» EXERCISE MATERIALS
■ ■ ■ ■ ■
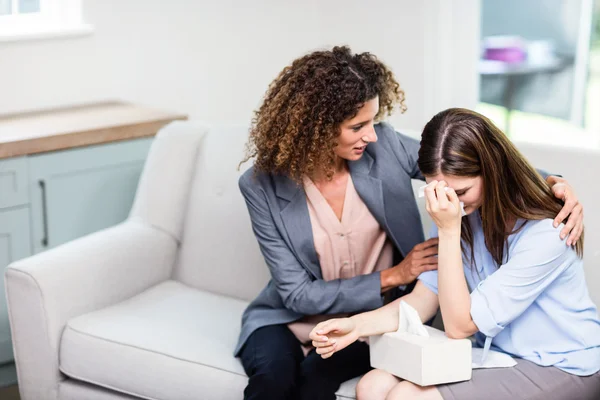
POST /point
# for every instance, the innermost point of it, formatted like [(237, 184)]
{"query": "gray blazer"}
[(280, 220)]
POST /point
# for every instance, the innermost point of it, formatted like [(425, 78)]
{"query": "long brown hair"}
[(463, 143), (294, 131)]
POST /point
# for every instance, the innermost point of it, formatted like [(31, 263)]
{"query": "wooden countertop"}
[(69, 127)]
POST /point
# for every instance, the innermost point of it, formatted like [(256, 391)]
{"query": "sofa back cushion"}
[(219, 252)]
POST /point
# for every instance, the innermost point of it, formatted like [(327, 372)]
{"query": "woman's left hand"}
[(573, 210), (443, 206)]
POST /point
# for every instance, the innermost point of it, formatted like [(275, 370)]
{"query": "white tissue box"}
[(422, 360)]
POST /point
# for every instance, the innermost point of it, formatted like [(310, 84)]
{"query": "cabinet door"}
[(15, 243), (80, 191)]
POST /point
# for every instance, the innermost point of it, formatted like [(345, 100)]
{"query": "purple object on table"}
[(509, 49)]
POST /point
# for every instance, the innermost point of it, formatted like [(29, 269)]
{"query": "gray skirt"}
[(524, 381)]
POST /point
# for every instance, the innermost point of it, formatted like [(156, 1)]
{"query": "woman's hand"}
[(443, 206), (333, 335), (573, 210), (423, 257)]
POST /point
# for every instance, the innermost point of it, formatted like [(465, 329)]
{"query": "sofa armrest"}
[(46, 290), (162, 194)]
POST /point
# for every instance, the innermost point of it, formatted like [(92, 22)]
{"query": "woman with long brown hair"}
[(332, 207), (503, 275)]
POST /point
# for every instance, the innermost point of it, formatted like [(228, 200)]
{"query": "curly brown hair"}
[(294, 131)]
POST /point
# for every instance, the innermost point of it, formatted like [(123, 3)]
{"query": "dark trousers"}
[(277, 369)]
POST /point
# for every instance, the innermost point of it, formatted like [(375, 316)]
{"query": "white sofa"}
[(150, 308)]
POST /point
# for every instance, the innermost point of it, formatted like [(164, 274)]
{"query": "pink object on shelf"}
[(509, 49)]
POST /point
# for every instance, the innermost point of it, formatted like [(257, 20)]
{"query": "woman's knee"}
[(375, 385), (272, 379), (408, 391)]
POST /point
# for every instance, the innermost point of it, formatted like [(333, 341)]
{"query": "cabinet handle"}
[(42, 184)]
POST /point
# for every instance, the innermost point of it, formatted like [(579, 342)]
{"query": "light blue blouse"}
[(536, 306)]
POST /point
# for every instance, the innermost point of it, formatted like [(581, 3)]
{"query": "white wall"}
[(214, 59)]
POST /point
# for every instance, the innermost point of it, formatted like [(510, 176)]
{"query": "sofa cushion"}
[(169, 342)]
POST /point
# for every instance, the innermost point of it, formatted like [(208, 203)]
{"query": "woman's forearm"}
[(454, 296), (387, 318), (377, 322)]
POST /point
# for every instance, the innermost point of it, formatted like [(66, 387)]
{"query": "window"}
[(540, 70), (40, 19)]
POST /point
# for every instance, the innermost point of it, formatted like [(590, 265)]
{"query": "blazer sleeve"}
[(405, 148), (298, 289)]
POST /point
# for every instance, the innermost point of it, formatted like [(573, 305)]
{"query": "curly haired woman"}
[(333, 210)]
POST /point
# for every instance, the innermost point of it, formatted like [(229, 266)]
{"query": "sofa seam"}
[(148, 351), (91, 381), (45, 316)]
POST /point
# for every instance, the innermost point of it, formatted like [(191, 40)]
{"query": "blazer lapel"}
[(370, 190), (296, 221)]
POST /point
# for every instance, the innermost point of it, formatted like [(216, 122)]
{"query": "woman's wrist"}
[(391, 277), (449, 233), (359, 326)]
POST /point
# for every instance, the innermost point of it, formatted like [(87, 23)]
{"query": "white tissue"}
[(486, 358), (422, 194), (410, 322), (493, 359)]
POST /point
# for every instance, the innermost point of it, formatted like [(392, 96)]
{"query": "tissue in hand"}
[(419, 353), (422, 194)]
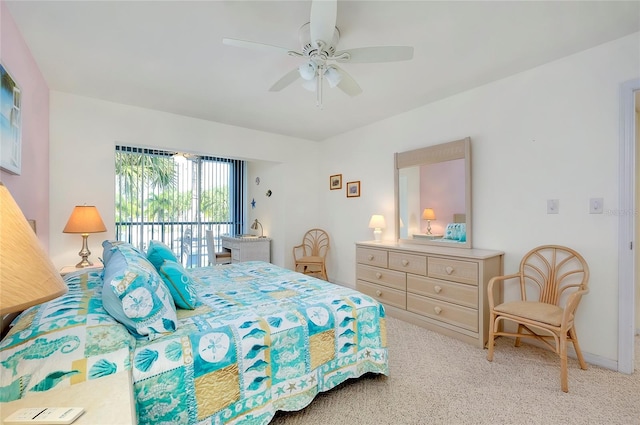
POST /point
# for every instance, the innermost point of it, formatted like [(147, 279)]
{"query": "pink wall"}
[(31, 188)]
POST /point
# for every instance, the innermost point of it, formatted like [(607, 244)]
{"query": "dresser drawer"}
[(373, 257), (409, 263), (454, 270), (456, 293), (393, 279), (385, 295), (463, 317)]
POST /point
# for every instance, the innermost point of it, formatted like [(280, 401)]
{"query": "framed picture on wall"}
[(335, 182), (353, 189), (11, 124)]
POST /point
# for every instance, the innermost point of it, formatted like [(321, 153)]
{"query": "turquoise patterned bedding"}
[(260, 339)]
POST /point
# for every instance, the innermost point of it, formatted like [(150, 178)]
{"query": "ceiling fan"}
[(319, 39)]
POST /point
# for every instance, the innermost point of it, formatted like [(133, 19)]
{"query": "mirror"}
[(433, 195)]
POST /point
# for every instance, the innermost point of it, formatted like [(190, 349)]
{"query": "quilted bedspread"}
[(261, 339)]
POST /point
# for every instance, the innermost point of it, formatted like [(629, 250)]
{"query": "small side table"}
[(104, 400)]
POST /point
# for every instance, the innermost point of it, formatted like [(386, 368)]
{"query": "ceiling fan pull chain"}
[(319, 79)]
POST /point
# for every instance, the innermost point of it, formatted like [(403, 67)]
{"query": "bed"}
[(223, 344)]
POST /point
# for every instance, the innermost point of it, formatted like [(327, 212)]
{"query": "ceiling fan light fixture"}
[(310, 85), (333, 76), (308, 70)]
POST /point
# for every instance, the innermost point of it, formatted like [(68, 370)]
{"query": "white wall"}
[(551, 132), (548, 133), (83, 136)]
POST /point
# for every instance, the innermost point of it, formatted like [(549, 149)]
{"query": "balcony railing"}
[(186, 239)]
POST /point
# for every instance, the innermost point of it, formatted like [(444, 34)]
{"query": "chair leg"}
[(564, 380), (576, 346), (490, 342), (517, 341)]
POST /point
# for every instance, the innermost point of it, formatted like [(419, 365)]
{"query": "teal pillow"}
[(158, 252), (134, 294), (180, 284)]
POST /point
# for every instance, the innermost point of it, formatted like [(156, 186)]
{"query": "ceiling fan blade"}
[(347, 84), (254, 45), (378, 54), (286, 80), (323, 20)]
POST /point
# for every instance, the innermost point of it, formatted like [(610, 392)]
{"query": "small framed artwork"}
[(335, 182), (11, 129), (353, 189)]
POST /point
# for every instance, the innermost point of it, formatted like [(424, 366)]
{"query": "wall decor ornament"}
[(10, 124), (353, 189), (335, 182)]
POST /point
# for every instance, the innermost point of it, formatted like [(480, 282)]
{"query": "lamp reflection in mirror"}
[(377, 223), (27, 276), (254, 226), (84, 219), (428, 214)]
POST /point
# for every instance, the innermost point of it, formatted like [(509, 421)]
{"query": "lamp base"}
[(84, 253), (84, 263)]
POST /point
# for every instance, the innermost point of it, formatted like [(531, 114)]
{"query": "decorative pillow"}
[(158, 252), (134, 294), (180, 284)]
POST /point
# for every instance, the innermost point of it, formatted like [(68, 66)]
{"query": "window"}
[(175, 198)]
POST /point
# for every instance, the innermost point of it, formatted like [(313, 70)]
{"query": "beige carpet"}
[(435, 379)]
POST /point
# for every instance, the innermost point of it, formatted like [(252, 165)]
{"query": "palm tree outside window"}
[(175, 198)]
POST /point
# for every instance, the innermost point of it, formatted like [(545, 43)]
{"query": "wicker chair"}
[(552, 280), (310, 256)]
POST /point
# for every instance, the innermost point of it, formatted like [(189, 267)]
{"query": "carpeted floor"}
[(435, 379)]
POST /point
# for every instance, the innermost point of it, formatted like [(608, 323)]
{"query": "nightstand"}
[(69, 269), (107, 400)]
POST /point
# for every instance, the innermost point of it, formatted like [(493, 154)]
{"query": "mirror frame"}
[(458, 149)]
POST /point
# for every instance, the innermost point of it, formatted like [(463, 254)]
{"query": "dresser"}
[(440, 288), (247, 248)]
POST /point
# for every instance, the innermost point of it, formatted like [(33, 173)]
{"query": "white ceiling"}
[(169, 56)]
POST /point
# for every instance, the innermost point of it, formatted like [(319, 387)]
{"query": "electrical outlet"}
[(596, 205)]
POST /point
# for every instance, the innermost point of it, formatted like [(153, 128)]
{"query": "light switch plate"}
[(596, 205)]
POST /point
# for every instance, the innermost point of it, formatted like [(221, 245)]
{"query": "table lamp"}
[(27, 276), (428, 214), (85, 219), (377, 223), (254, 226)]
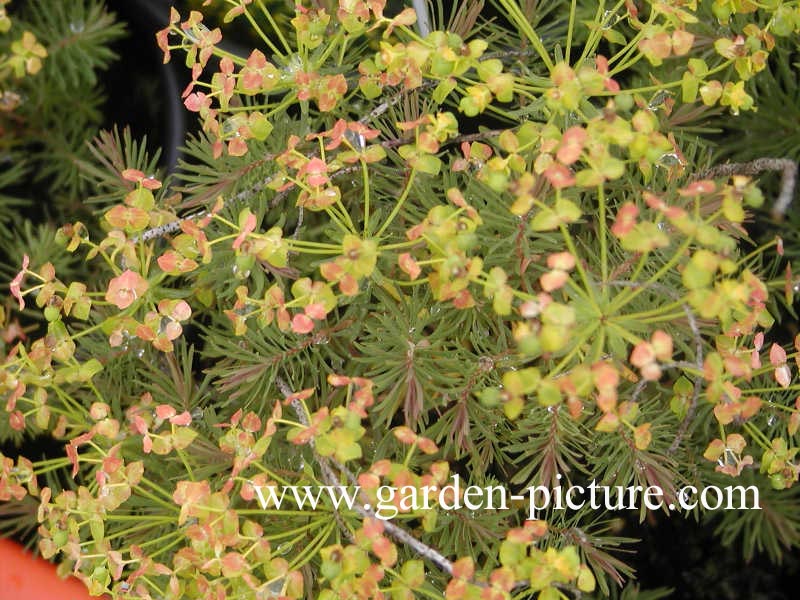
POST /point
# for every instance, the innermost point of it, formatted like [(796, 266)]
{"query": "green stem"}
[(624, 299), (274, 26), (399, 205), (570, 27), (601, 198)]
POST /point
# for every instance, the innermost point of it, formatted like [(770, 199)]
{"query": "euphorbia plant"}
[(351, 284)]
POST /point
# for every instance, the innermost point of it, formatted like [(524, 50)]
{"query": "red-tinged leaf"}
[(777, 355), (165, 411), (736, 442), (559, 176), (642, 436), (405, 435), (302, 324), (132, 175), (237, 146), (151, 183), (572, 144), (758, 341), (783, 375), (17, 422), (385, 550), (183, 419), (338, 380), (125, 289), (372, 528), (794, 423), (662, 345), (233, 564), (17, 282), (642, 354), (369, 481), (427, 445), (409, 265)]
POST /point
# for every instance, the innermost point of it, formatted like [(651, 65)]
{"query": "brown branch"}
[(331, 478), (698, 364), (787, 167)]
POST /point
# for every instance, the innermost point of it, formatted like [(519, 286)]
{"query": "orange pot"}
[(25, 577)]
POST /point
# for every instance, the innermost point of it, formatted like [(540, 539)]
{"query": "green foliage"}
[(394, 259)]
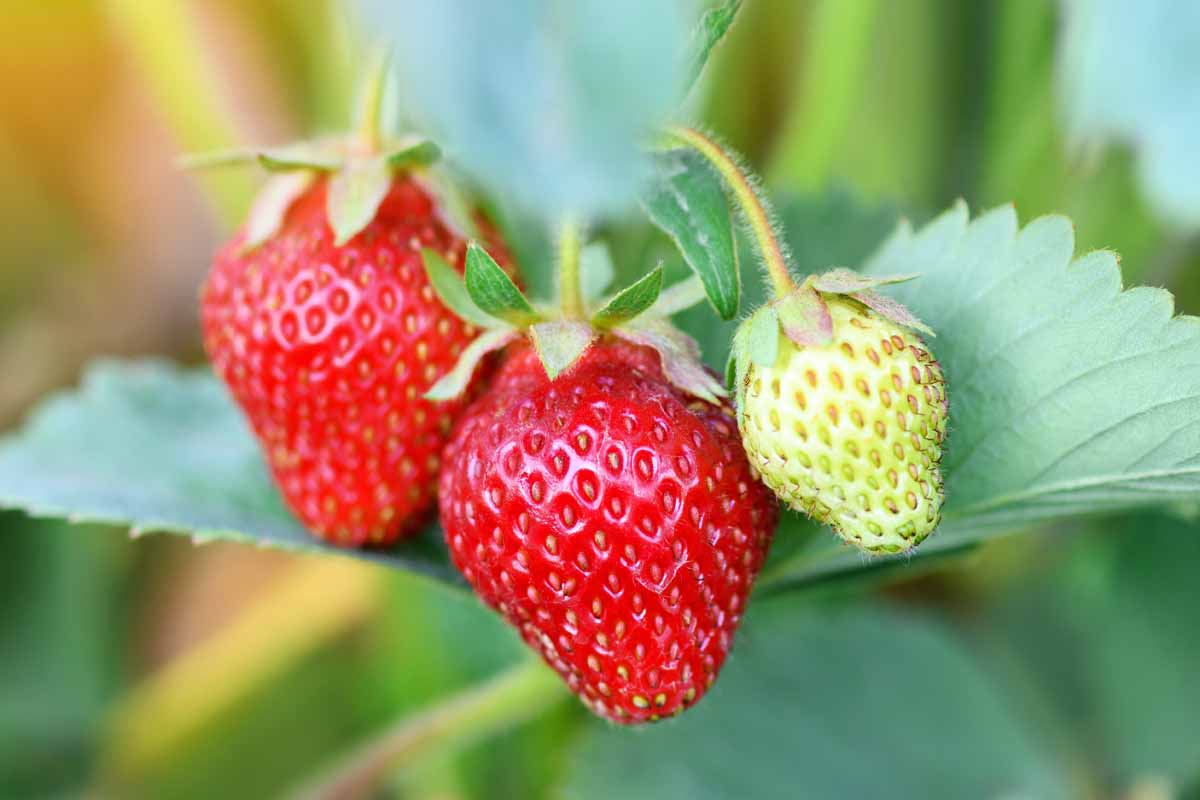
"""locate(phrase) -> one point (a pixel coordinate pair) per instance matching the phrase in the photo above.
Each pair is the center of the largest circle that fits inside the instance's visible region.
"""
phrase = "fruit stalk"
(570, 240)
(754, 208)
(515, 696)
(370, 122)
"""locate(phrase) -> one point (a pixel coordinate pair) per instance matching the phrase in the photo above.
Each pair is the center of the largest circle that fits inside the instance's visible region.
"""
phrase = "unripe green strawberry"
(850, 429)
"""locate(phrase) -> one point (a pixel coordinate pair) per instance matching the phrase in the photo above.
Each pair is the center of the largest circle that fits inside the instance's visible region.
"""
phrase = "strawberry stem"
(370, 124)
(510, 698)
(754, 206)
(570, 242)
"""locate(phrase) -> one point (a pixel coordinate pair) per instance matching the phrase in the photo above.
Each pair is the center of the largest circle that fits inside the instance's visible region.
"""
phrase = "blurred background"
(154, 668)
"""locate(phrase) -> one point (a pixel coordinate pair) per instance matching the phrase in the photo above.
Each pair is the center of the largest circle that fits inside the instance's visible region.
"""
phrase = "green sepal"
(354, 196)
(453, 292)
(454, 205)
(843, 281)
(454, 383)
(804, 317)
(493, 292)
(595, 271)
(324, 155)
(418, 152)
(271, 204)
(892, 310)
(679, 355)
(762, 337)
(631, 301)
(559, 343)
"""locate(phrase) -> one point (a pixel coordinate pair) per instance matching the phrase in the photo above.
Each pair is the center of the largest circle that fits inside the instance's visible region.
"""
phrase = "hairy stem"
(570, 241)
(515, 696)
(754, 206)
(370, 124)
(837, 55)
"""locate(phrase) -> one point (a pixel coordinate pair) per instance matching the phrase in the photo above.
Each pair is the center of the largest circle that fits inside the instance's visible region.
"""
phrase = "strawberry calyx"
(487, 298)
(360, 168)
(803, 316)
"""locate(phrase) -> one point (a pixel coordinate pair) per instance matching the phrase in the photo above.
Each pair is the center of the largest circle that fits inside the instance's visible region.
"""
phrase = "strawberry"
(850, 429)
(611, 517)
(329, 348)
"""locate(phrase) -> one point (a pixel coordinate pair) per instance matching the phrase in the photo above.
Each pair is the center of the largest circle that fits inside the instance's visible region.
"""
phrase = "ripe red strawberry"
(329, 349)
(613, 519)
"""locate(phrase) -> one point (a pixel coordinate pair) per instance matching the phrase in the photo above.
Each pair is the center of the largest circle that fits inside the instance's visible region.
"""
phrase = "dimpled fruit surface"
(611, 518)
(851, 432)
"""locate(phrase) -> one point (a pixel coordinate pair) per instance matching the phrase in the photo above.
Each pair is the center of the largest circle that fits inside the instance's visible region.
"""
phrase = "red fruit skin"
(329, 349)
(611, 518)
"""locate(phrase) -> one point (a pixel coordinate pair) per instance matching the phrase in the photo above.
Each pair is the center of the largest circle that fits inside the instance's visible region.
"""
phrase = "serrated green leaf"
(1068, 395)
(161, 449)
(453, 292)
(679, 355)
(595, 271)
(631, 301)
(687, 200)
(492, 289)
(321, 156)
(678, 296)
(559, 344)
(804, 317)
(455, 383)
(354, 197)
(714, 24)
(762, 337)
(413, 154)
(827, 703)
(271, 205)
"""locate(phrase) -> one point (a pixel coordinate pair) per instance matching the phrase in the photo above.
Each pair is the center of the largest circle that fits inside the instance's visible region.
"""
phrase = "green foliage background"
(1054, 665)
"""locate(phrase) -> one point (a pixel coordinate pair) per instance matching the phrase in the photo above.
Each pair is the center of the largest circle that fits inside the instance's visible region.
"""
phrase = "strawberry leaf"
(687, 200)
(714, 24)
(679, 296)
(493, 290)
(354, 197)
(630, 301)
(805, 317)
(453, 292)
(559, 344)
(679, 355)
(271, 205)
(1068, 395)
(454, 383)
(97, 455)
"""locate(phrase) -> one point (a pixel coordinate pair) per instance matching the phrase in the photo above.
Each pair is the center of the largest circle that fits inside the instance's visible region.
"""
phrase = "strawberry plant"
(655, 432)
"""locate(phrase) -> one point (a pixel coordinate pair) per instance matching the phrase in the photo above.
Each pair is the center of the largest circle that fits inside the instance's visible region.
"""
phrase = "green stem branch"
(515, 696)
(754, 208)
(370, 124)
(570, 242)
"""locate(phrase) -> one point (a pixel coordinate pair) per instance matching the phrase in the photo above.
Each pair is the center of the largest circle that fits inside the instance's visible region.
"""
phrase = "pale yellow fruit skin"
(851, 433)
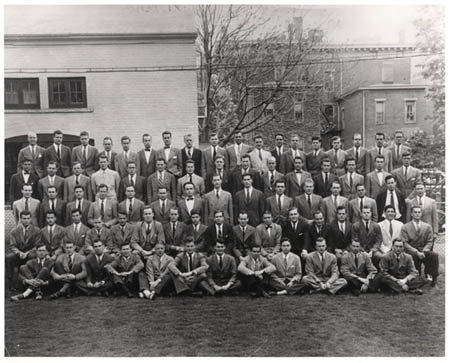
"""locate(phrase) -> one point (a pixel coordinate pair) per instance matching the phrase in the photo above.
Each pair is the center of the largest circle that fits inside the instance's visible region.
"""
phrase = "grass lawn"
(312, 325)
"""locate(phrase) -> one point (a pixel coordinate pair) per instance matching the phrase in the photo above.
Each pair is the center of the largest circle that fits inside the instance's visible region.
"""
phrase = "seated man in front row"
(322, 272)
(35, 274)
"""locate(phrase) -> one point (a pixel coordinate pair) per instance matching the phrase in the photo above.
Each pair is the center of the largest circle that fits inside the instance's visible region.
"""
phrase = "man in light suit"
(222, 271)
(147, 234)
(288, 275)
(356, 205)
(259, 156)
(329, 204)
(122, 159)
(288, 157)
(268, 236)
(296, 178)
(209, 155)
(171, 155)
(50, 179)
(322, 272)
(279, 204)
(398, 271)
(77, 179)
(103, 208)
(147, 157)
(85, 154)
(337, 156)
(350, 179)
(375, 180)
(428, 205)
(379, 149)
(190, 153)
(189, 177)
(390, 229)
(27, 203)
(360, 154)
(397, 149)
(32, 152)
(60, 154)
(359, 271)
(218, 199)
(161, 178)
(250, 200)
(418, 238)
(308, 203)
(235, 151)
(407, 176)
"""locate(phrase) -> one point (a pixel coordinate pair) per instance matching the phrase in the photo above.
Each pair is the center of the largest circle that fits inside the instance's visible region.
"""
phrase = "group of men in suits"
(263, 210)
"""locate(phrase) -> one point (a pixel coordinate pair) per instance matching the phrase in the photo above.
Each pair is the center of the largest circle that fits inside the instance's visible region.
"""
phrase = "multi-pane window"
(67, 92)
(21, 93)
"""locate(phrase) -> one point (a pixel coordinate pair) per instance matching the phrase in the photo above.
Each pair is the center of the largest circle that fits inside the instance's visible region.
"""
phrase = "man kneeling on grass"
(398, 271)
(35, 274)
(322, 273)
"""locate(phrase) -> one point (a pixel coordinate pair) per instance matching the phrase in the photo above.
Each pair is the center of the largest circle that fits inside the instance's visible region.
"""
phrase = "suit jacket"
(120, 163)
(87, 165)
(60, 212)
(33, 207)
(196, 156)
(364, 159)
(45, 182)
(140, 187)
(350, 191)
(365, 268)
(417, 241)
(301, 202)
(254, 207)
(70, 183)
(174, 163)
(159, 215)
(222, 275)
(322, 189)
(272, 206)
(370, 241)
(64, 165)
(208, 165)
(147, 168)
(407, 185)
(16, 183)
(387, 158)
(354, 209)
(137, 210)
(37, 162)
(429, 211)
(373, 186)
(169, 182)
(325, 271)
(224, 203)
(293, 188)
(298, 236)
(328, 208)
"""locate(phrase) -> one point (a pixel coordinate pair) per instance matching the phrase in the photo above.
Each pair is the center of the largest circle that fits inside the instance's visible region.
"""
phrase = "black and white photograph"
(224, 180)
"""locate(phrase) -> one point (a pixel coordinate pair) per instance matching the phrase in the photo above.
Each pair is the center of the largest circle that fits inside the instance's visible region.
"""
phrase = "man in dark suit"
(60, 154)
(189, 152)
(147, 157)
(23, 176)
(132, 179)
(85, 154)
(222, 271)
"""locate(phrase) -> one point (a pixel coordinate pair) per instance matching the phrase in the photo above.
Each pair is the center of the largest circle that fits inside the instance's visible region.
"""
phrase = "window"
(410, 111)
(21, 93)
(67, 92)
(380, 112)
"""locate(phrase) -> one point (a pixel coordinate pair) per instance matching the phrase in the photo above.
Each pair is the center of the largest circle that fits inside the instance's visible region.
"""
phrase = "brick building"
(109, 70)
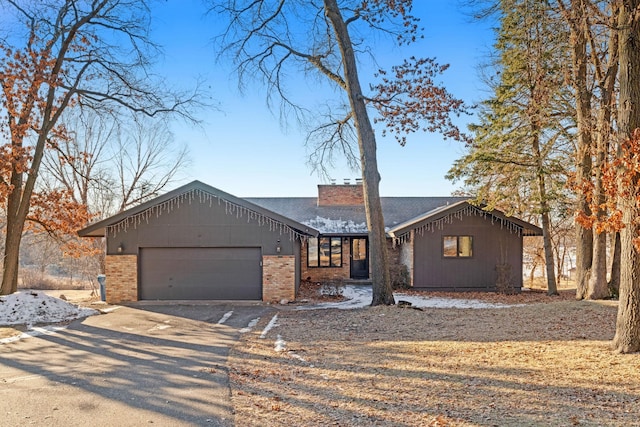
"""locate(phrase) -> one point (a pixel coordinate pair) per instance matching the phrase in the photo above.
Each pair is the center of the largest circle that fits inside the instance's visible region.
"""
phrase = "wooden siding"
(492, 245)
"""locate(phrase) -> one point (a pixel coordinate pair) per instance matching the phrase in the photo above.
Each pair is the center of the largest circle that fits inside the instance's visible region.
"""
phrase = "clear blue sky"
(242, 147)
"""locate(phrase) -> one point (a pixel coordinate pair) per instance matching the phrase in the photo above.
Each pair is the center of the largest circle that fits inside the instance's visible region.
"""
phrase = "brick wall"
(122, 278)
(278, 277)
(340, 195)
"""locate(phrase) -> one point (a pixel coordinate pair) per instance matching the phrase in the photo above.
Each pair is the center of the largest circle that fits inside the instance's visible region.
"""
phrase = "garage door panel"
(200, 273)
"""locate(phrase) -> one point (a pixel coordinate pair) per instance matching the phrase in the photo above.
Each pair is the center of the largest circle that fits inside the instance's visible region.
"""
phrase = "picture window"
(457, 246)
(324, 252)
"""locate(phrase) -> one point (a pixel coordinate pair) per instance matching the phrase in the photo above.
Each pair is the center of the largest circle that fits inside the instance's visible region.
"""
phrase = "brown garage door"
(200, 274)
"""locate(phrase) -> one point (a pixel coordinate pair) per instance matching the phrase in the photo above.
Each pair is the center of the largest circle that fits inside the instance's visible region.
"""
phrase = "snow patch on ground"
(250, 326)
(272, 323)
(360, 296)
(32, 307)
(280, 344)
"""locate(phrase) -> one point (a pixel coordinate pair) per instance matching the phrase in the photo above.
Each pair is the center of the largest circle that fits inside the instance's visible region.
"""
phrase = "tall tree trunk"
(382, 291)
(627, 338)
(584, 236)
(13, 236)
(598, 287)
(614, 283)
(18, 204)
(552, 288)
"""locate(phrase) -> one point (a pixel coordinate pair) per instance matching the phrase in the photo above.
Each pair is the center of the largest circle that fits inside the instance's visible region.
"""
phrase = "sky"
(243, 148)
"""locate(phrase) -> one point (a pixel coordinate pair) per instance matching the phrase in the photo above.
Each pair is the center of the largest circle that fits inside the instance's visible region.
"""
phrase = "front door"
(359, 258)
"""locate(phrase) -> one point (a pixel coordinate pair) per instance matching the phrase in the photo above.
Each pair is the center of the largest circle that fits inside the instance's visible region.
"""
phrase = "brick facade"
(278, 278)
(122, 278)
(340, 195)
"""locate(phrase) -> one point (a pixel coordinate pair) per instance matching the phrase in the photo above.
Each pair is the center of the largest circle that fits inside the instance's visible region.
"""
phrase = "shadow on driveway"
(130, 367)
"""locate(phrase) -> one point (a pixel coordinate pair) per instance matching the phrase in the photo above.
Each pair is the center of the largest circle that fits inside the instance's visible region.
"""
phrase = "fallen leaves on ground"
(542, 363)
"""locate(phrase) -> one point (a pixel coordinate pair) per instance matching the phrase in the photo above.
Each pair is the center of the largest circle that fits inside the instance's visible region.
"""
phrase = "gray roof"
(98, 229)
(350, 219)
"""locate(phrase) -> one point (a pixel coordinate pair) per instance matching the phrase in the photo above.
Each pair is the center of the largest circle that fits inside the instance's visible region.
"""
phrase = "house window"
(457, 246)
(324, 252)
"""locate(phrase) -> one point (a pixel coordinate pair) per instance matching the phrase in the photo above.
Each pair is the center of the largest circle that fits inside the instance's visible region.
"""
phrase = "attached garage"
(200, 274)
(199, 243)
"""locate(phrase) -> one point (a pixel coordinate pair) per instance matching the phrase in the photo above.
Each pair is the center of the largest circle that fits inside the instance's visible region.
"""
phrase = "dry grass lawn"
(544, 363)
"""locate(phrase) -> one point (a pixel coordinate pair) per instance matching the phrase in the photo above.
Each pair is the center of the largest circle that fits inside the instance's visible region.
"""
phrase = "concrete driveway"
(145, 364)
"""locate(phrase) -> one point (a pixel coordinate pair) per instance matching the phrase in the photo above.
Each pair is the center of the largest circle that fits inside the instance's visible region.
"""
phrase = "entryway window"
■ ■ ■ ■ ■
» EXERCISE GOAL
Pictures are to be left out; the lines from the start of the records above through the line holding "like [(31, 263)]" are to be returned exactly.

» TASK ANSWER
POST /point
# for every instance, the innermost point of it, formatted like [(237, 184)]
{"query": "gray blazer"}
[(280, 220)]
POST /point
# for every instance, the innermost point of it, formatted like [(425, 78)]
{"query": "long brown hair"}
[(463, 143), (294, 131)]
POST /point
# for every instance, the innermost point of it, formatted like [(31, 263)]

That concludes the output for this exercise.